SELECTED TEXT:
------------------------------------
Among the happening sectors here are Roads which would need about US$ 55 billion investment; Airports which would need about US$ 10 billion and Ports US$ 12.5 billion (all within less than five years). In this Chapter we outline the scenario for four sectors viz. Road, Ports, Airports and Real Estate development. In all these sectors 100% Foreign Direct Investment is provided for under Government policy.

Roads:

This sector was the first to get Government's attention and the privatisation efforts here are well underway. Broadly, there are three types of privatization schemes here - the first is through the classic BOT model. Within BOT there are two variations. The One; where the bidder bids to pay to the State a certain sum of money in return for the privilege to toll the road. The second variation is the reverse - where the income from the toll is not expected to be lucrative and the State promises to give a monetary grant to the contractor (in addition to the tolling right). Two other models are the Annuity Model where the road is not to be tolled by the contractor but he is entitled to a pre-determined annuity. This is typically for rural or remote areas. The other model in vogue is called "shadow tolling". This is again where the road is not tolled but the contractor is paid depending upon the volume of traffic using the road.

The Government has in place Model Concession Agreements on the basis of which the various types of concession agreements are entered into.

Private players are entitled a 10 year income tax holiday and duty free or subsidized import of road construction equipment.

Airports:

The pressure on airports has increased dramatically in recent years. This sector has witnessed a 35% average growth, year upon year, for the past about six years, as against the global average growth of 9% per annum. The Government has so far signed two brownfield airport concession agreements (for Delhi and Mumbai) and two greenfield agreements (for Bangalore and Hyderabad). However many more are in the pipeline. The Government has not yet come out with a Model Concession Agreement here.

In order to make the projects bankable the Government allows a large chunk of land to be handed over to the concessionaire at a notional cost for free development. The concessionaire can develop in this area a Special Economic Zone, townships; golf courses; power plants or even industries (so long as the permitted land user is adhered to). For instance, the concessionaire for Bangalore airport got about 300 acres of land and the New Delhi airport concessionaire got 250 acres of land, virtually free for commercial exploitation.

The Government's approach between the brownfield and the greenfield airports has been significantly different. In the greenfield airport the concessionaire is required to share 4% of its gross revenue (pre-tax) with the Government. There is no other fees payable. For the brownfield airport however (presumably because the airport is already up and running) the income sharing is far greater. For instance, for the New Delhi airport the successful bidder made a bid for sharing 45.99% (pre-tax) of its gross revenue and additionally paid a one time lump sum fee of US$ 37.5 million. Besides, in the greenfield sector, the concession agreements are far more liberal and leave it largely to the concessionaire to develop the airport with very little Government intervention; whereas in the brownfield sector the Government is far more hands on and aggressive in its regulation and monitoring.

The concessionaire is entitled to a 10 year tax holiday and concessional or duty free imports of requisite equipment.
------------------------------------
EXCERPTED RECORDS:
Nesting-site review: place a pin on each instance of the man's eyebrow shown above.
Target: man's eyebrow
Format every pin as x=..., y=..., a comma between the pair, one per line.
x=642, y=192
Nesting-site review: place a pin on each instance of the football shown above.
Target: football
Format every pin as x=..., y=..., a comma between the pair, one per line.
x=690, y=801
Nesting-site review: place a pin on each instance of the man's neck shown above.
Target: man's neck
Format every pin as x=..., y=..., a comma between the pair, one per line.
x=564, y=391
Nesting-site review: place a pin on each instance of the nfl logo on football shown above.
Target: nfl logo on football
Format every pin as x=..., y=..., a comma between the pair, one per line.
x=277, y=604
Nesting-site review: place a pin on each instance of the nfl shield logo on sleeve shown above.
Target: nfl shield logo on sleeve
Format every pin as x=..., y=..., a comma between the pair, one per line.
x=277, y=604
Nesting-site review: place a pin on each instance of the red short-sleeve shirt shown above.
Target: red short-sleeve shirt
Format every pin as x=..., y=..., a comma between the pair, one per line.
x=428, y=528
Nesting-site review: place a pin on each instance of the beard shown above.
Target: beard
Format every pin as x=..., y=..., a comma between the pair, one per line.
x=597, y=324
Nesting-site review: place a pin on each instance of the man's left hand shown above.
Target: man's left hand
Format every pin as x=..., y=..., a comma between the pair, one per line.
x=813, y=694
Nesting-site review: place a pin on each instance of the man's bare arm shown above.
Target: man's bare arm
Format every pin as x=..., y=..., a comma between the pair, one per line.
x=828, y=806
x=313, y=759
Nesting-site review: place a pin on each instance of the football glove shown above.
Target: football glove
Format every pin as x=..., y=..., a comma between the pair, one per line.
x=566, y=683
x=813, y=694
------------------------------------
TASK LIST:
**A.** Retype the part of the infrastructure passage from "The Government has in" up to and including "Concession Agreement here.".
**B.** According to the infrastructure passage, why does the Government hand airport concessionaires a large area of land at a notional cost, and what may they build on it?

ANSWERS TO THE PROBLEMS:
**A.**
The Government has in place Model Concession Agreements on the basis of which the various types of concession agreements are entered into.

Private players are entitled a 10 year income tax holiday and duty free or subsidized import of road construction equipment.

Airports:

The pressure on airports has increased dramatically in recent years. This sector has witnessed a 35% average growth, year upon year, for the past about six years, as against the global average growth of 9% per annum. The Government has so far signed two brownfield airport concession agreements (for Delhi and Mumbai) and two greenfield agreements (for Bangalore and Hyderabad). However many more are in the pipeline. The Government has not yet come out with a Model Concession Agreement here.

**B.** The Government does this to make the airport projects bankable. On that land the concessionaire may develop a Special Economic Zone, townships, golf courses, power plants or even industries, as long as the permitted land use is followed.